Treat the line containing "Query: black candelabra" as the first line and the final line of the material below as the last; reproduce that range exactly.

◆ **Provided data**:
+++

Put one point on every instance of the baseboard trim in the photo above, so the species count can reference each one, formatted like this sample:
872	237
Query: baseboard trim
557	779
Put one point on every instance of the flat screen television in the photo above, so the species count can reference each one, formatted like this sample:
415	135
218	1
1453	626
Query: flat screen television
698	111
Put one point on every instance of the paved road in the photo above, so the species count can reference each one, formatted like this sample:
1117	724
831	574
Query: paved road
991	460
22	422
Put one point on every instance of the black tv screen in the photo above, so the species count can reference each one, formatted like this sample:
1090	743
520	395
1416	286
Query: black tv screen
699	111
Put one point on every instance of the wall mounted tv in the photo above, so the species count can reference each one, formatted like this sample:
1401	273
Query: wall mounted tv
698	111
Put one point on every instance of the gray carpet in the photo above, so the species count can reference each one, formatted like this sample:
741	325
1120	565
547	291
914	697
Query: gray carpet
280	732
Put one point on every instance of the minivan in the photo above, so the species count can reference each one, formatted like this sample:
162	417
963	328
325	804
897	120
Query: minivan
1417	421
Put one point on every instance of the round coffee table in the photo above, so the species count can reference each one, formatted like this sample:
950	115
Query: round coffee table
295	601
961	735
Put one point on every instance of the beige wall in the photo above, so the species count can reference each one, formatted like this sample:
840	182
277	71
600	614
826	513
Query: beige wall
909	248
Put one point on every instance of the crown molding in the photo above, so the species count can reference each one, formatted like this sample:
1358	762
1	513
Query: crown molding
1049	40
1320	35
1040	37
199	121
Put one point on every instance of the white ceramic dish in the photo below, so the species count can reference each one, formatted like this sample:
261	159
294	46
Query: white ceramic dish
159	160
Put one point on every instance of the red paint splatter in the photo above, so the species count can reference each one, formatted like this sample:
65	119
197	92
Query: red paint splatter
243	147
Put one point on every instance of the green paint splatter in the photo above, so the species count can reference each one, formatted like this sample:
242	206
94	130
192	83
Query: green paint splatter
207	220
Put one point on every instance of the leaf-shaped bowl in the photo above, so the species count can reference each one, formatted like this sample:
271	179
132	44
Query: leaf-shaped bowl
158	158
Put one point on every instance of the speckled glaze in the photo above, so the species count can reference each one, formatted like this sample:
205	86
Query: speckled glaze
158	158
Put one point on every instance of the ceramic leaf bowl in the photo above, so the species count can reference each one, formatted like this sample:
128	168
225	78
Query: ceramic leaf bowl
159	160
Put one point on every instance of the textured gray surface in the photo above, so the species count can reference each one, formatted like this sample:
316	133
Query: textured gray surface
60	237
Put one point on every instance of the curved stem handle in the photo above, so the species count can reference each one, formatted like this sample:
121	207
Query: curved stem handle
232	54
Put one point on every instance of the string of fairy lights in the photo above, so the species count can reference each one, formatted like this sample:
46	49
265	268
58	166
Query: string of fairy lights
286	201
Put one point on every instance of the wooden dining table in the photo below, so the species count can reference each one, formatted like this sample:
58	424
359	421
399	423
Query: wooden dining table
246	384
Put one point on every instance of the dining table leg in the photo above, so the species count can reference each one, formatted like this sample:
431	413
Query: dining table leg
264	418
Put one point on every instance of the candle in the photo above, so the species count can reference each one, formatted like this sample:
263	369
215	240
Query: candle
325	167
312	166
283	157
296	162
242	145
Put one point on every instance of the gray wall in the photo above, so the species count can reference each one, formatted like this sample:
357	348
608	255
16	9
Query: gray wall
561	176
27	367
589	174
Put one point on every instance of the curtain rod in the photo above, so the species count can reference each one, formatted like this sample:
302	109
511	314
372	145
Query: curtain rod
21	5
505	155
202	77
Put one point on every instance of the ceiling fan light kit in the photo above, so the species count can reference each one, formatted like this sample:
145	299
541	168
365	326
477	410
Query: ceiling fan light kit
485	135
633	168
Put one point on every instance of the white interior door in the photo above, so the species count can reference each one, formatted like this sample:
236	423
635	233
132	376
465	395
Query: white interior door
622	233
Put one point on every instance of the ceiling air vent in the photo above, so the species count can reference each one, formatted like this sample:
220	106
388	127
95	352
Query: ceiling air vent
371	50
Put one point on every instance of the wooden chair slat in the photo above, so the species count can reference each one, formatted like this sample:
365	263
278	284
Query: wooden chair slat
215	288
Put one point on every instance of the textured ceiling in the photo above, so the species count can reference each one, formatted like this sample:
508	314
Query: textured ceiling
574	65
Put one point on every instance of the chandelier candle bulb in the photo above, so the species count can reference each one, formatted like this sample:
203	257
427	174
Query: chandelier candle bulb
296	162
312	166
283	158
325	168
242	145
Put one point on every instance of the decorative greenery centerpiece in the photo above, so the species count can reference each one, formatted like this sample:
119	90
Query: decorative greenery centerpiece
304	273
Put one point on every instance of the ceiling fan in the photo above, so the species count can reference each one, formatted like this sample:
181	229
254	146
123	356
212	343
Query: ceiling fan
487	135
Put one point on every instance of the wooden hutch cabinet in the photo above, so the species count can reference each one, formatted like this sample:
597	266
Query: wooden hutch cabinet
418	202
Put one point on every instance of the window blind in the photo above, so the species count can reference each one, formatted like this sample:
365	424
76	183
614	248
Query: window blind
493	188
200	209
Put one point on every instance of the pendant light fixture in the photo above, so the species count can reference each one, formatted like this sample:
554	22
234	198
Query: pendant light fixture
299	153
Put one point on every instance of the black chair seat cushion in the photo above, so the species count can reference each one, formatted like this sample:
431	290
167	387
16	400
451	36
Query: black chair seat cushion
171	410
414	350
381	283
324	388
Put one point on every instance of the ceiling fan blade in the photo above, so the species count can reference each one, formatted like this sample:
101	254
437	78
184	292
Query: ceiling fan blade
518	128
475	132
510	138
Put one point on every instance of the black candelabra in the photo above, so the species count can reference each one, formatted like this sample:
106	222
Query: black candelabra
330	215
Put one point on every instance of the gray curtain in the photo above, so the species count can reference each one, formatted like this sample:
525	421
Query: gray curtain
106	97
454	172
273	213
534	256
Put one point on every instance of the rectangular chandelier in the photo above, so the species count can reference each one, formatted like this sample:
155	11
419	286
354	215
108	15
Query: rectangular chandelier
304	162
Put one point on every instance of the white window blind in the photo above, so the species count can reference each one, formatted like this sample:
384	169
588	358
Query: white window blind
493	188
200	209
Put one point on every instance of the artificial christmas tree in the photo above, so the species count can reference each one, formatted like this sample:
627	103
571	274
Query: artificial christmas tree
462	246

+++

◆ **Answer to this task**:
Query: black candelabra
330	215
Put one point on every instance of the gray curtain in the photo above, so the species count can reference each one, formatted like this sample:
525	421
Query: gray curtain
106	97
454	172
273	213
534	256
Put one point on every instance of the rectangular chandelier in the photo above, so the species count can reference each one, formatted like this sample:
155	11
419	286
354	215
108	15
Query: rectangular chandelier
304	162
Put one point on every instance of the white window blind in the photo above, so the species count can reference each one, formatted like this sample:
384	169
588	358
Query: white window blind
493	188
200	209
Put one point on every instance of the artificial christmas tree in the photo above, so the species count can reference each one, formatted like this sample:
627	103
571	274
Query: artificial christmas tree
462	246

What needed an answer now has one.